SOURCE |
----

LATE POLICY: Homeworks must be submitted online by the posted due date. With the exception of the poster presentation, all work is to be submitted online. There is no credit for late work. The homework scoring system of above is an attempt to minimize the rigidness of this policy. We may make special arrangements for alternative dates for poster presentation (contact the instructors). If you are unable to meet the deadlines due to travel, conferences, other deadlines, or any other reason, do not enroll in the class.

HONOR CODE: As we sometimes reuse problem set questions from previous years, covered by papers and webpages, we expect the students not to copy, refer to, or look at the solutions in preparing their answers (referring to unauthorized material is considered a violation of the honor code). Similarly, we expect students not to google directly for answers. The homework is to help you think about the material, and we expect you to make an honest effort to solve the problems. If you do happen to use other material, it must be acknowledged clearly with a citation on the submitted solution. For more information, please see the CSE Academic Misconduct policy that this course adheres to.

Project

You will work independently or with a partner on a machine learning project spanning most of the quarter ending with a poster presentation and written report. You may use techniques developed in this course but are also encouraged to learn and apply new methods. The project should address a novel question with a non-obvious answer and must have a real-data component. We will provide some seed project ideas. You can pick one of these ideas, and explore the data and algorithms within and beyond what we suggest. You can also use your own data/ideas, but, in this case, you have to make sure you have the data available at the time of the proposal and a nice roadmap, since a quarter is too short to explore a brand new concept. The components of the project are

Project Proposal (10 points): A one page maximum description of your project with: 1) project title, 2) dataset(s), 3) Project idea (two paragraphs), 4) Software you will write and/or use, 5) papers to read (include 1-3 relevant papers), 6) will you have a teammate?, and 7) what will you complete by the milestone (experimental results are expected)?

----

DATASET ENTRIES |

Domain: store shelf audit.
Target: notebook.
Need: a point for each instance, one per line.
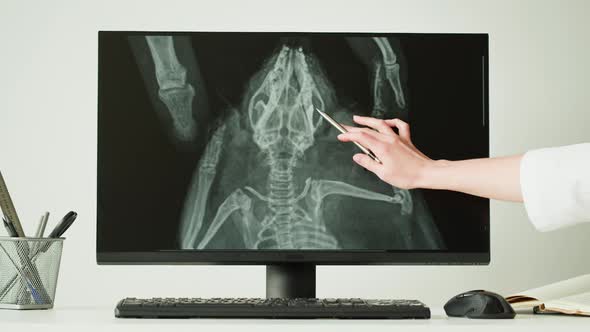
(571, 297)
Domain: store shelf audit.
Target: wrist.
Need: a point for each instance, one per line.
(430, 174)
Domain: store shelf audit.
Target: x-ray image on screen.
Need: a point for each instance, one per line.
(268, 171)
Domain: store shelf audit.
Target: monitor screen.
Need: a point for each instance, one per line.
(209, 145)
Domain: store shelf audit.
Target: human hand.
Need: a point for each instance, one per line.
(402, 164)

----

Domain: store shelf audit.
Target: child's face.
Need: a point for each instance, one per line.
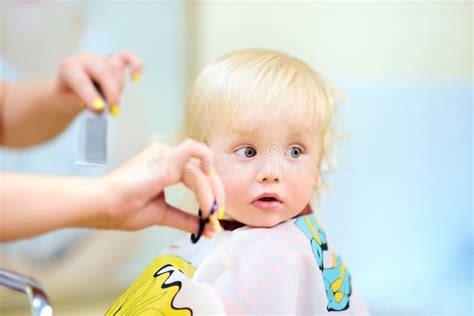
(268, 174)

----

In the course policy text above, what is the maximum length allowed for the project proposal?

One page.